• Data supplied
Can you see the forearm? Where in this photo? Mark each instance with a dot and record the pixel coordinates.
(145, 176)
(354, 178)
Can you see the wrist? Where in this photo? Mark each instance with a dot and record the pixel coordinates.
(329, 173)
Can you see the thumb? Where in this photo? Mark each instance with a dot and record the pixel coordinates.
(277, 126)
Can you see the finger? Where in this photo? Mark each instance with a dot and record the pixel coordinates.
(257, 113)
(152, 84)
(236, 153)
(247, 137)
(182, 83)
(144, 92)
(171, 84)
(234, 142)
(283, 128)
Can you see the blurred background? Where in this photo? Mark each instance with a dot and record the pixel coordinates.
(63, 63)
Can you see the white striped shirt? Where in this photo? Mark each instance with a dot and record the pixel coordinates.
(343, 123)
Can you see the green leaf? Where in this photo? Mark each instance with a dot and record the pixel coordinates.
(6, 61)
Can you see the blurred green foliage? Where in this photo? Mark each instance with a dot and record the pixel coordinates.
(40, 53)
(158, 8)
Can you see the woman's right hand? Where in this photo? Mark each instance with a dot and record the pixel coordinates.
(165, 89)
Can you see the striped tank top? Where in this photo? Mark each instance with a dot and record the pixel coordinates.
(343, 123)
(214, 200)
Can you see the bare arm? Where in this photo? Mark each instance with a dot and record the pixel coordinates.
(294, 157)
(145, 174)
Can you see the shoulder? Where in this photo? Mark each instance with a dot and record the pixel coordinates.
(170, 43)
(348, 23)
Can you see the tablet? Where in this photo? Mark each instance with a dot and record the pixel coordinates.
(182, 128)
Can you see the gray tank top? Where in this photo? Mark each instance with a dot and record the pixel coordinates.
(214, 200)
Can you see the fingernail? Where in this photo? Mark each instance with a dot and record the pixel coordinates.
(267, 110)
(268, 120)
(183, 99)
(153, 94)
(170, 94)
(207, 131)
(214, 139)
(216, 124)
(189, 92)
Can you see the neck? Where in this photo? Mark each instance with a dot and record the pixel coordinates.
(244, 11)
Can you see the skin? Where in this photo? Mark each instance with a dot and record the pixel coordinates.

• Given request
Starting with the line that contains "Can you see the neck?" and going on through the end of the data, write out every line again. Multiply each coordinate in the answers by 2.4 and round it to the nearest whole number, with halves rounded up.

• Exercise response
Can you see the neck? Where in this photo? Mark each instance with a dot and record the pixel coordinates.
(586, 26)
Can you see the skin? Where in this photo? Mark each instance with a dot and record the pixel coordinates.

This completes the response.